Top of EXCERPT TO READ

3.  Change the Federal Medical Assistance Percentage (FMAP) system of funding Medicaid so that it does not incentivize excessive program expenditures and disproportionately benefit wealthier states and people at the expense of poorer states and people.

4.  Block grant Medicaid or cap federal funding with fewer mandates and controls in order to encourage and enable states to experiment with new, potentially more cost-effective approaches to long-term care service delivery and financing. 

5.  Let states target Medicaid to the needy by allowing them more freedom to set their own Medicaid long-term care eligibility standards.  For example, eliminate or radically reduce the mandatory home equity exemption currently set at between $552,000 and $828,000 while retaining reasonable protections for community spouses.

6.  Review federal restrictions on Medicaid estate recovery, encourage and publicize the responsibility of recipients with exempt wealth to repay Medicaid for their care from their estates, and use some of the savings to educate consumers about long-term care planning, home equity conversion, and long-term care insurance as options to fund LTC.

7.  Reassess waiver and incentive programs that encourage rebalancing from institutional to home-based care.  Programs that make Medicaid more attractive should await successful re-targeting of LTC benefits to the truly needy so they do not discourage private financing and overwhelm the publicly funded system.

8.  Reduce future numbers of Medicaid’s most expensive users, the dual eligibles, by tightening financial eligibility rules, including much longer transfer of assets lookback restrictions, so people will know they need to plan for long-term care many years before they become eligible for Medicare and vulnerable to Medicaid dependency.

9.  Reassess incentives for expanding LTC managed care and delay implementation, especially for dually eligible recipients, until demonstrations show more conclusively that Managed Care Organizations can handle the special challenges such patients entail.

10.  Recognize the damage done by the growing entitlement mentality and start weaning Americans, especially the non-poor off the dole in all its forms.

State Recommendations

1.  Advocate for the federal changes described above.

2.  Eschew complacency.  Take aging demographics much more seriously.  Focus on preparing for 2050 and 2025 will take care of itself.

3.  Review New Hampshire’s 209-B status for ways to tighten eligibility for Medicaid long-term care benefits.

Bottom of EXCERPT TO READ
Top of EXTRACTED ENTRIES

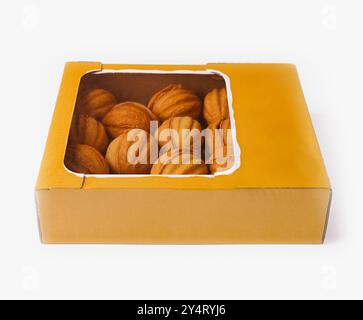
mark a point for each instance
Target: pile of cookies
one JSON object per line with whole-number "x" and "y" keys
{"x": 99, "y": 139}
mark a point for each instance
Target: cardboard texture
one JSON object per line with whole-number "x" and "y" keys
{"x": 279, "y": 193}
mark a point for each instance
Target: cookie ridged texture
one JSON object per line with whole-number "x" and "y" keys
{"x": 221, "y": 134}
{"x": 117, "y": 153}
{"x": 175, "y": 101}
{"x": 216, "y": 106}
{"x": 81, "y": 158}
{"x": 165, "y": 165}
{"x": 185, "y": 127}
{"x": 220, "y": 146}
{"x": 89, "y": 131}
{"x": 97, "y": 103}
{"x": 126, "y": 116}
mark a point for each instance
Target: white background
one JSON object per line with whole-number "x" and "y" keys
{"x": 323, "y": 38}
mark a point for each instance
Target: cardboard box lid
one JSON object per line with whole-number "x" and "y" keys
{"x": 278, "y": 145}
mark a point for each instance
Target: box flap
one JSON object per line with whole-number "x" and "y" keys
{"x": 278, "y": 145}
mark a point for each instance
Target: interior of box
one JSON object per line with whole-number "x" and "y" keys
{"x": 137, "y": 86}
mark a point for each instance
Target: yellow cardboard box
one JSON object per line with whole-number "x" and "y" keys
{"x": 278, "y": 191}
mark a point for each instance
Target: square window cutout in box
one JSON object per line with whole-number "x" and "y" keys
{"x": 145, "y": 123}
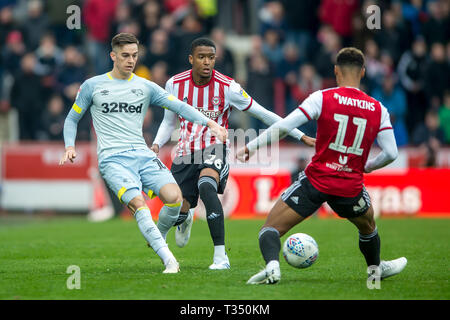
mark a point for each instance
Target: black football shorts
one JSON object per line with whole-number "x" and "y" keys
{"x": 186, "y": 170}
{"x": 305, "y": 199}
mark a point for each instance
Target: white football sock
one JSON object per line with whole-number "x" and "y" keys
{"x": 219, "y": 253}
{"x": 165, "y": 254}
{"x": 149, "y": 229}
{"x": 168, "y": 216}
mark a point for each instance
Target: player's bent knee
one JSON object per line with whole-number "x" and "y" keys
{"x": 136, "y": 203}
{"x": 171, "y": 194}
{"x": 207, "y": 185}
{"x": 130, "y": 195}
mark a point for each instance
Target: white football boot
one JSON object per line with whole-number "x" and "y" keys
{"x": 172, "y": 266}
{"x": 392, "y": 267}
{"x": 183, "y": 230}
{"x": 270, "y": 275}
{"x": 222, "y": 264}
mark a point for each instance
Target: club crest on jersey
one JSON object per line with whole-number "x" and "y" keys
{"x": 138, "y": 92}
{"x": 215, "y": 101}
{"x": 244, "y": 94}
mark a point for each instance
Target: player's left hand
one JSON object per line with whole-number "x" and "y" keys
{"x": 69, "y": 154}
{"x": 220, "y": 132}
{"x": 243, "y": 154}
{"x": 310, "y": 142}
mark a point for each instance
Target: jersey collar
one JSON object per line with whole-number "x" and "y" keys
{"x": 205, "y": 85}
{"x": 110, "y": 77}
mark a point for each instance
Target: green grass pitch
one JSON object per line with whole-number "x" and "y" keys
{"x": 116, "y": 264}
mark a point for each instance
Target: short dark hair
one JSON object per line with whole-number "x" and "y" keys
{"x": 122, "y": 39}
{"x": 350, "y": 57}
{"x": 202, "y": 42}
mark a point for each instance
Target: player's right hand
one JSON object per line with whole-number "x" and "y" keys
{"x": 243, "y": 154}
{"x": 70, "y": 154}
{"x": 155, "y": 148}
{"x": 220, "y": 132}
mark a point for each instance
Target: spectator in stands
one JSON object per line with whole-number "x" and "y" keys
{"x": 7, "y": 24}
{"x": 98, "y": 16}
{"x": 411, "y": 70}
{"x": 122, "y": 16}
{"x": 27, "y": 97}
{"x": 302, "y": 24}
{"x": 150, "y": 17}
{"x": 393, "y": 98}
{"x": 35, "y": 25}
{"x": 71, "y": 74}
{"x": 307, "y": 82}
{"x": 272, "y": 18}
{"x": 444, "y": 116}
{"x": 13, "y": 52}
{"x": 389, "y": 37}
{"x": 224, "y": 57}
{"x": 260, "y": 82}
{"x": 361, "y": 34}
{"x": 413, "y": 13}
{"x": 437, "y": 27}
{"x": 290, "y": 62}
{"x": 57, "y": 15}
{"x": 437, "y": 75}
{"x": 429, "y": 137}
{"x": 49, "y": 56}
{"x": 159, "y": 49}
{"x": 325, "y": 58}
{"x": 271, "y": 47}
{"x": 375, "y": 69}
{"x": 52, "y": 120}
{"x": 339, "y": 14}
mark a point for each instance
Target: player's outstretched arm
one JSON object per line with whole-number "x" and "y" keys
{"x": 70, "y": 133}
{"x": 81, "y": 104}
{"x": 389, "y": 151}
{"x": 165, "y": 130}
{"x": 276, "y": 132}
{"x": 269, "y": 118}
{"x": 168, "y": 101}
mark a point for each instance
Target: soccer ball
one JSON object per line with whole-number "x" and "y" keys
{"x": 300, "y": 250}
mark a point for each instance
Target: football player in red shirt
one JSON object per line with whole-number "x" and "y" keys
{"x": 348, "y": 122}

Bottom of EXTRACTED ENTRIES
Top of EXTRACTED ENTRIES

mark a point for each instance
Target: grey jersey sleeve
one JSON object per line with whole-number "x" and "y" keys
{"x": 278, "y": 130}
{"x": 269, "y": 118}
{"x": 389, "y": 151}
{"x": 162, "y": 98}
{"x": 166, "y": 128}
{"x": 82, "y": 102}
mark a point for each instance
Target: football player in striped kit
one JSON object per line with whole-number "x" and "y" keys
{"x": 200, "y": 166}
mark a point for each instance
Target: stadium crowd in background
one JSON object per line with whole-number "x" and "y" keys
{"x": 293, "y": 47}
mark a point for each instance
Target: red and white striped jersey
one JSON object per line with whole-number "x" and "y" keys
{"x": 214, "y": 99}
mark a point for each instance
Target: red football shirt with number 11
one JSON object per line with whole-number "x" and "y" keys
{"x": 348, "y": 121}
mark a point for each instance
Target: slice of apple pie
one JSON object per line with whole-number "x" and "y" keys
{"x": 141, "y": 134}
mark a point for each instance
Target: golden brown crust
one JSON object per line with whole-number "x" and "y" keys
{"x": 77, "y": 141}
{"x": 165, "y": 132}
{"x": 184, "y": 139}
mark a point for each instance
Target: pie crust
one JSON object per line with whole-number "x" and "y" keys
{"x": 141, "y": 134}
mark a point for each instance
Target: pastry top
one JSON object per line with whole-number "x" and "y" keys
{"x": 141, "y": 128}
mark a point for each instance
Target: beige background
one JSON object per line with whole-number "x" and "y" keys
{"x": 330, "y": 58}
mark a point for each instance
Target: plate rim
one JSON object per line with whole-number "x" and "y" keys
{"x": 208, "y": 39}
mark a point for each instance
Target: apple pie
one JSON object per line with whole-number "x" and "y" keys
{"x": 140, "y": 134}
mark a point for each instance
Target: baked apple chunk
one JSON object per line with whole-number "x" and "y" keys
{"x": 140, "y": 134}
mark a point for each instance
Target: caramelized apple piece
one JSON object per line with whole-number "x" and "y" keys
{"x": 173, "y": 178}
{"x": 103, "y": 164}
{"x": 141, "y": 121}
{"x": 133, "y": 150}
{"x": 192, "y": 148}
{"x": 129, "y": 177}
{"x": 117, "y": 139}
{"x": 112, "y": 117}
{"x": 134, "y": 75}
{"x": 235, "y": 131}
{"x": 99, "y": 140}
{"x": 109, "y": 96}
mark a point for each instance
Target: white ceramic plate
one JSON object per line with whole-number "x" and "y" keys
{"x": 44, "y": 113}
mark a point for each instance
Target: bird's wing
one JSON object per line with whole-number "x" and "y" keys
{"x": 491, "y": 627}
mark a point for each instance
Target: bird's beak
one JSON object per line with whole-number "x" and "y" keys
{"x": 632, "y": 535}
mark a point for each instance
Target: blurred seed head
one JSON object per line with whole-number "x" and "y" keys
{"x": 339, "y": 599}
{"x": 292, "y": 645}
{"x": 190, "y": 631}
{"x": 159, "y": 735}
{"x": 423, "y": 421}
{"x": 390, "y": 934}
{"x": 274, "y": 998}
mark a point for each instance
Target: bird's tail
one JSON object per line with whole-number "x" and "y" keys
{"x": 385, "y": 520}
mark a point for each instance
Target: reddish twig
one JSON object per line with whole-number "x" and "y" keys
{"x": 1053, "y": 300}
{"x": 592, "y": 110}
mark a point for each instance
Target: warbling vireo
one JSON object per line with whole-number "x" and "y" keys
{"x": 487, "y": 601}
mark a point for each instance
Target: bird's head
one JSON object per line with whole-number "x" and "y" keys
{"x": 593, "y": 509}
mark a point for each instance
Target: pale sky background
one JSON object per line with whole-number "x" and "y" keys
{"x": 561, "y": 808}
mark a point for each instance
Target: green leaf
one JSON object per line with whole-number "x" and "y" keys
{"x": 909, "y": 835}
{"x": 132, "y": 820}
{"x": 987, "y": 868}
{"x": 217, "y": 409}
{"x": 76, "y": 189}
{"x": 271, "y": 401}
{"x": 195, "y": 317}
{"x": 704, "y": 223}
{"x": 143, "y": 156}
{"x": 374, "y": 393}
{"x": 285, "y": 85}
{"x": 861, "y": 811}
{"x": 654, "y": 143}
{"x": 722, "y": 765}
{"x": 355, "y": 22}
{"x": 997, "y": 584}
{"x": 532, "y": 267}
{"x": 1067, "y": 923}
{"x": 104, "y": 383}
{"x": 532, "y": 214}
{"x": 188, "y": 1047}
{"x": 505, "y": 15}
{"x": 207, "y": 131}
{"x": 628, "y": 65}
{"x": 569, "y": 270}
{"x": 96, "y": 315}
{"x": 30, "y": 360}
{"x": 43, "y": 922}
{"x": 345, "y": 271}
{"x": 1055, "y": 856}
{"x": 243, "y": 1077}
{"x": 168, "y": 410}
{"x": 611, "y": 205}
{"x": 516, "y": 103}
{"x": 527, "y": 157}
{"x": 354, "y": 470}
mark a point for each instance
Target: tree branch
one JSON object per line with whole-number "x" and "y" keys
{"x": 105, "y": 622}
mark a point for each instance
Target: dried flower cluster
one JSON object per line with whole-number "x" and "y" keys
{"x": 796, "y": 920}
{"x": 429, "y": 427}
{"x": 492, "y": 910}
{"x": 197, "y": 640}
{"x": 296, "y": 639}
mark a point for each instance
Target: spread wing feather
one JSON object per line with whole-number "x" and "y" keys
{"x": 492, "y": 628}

Bottom of EXTRACTED ENTRIES

▶ [BRIEF 1]: Copy the Medicaid recommendations word for word, from "4.  Block grant" to "for community spouses.".
▶ [BRIEF 2]: Continue the Medicaid recommendations after their final sentence.
None of the entries are needed for this work.

▶ [REPLY 1]:
4.  Block grant Medicaid or cap federal funding with fewer mandates and controls in order to encourage and enable states to experiment with new, potentially more cost-effective approaches to long-term care service delivery and financing. 

5.  Let states target Medicaid to the needy by allowing them more freedom to set their own Medicaid long-term care eligibility standards.  For example, eliminate or radically reduce the mandatory home equity exemption currently set at between $552,000 and $828,000 while retaining reasonable protections for community spouses.

▶ [REPLY 2]:
4.  Enhance private LTC revenue sources by tightening eligibility, disallowing Medicaid planning wherever possible, encouraging personal responsibility for long-term care, publicizing estate recovery responsibility, and endorsing reverse mortgages and private long-term care insurance as preferable to Medicaid dependency.

5.  Reduce Medicaid LTC participation, utilization and costs so that the program can afford to pay adequately for a continuum of care for a smaller number of genuinely needy recipients.  In the meantime, don’t discourage “free” care by making Medicaid home and community-based care more attractive and easier to get. 

6.  Recognize the roles of Social Security and Medicare in sustaining Medicaid long-term care at sub-cost reimbursement rates.  Account for those programs’ fiscal vulnerability so that the state is not surprised and devastated by potential, and increasingly likely, federal cutbacks.

7.  Reduce dependency on federal funds in general.  End provider taxes specifically.

8.  Drop out of the Affordable Care Act, ObamaCare program before it makes New Hampshire even more dependent on dubious future federal funding.

9.  Take managed care for the aged, blind and disabled slowly, especially for duals. Reduce future duals by stronger eligibility controls and early consumer education.

10.  Enhance state revenue prospects by aspiring to better scores on economic rating systems.  Stop New Hampshire’s economic freedom slide.  Encourage economic activity by lowering taxes.  End Medicaid LTC financing by county property taxes or give counties a much stronger role in eligibility and other policies.  Fund the state pension system.